> _YOUR TASK_: Convert the lines of the listing, from the line containing "Reviewer note: confirm that each instance of the shirt" through the end of the listing, into a JSON array of strings with one string per line and blank lines omitted.

-------

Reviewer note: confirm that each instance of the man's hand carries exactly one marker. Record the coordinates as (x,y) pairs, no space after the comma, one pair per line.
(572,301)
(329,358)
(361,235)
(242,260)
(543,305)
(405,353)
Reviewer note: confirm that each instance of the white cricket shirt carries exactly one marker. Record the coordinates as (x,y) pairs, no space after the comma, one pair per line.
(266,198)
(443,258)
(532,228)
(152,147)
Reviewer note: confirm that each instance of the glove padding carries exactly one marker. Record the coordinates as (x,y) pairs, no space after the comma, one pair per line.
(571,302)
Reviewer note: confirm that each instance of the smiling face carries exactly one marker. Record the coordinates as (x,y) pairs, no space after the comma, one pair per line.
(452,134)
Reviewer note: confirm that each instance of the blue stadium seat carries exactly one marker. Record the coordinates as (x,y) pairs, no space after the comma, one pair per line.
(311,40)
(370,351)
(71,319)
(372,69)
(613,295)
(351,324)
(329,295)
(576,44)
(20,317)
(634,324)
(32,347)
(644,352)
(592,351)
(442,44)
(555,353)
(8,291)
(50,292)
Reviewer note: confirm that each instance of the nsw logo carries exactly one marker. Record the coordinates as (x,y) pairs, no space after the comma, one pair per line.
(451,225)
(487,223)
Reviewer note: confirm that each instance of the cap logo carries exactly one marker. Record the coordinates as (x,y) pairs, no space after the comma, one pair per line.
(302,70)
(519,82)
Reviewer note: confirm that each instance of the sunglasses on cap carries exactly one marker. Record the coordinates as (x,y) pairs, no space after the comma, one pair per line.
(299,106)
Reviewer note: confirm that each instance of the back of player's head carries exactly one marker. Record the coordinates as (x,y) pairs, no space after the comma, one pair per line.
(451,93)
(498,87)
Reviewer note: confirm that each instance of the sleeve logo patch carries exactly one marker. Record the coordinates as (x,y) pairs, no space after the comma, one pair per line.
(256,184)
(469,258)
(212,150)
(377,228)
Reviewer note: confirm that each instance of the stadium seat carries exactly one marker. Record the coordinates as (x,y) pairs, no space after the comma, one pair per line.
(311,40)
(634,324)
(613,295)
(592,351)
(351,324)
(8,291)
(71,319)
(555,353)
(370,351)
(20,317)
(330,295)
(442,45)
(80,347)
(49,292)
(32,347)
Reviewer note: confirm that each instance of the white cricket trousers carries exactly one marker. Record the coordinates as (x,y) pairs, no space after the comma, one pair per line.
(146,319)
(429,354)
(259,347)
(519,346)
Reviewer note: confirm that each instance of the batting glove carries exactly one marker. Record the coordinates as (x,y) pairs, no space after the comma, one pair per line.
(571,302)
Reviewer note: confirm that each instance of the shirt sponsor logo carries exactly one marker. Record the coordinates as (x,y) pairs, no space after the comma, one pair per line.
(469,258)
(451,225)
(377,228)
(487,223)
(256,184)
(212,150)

-------

> _THE RESULT_:
[
  "Reviewer note: confirm that each instance of the shirt sponsor logo carries exactly one marker. Record the coordinates as (x,y) pairs, no space after the comma, one pair per line.",
  "(469,258)",
  "(451,225)",
  "(377,228)",
  "(487,223)",
  "(256,184)",
  "(212,150)"
]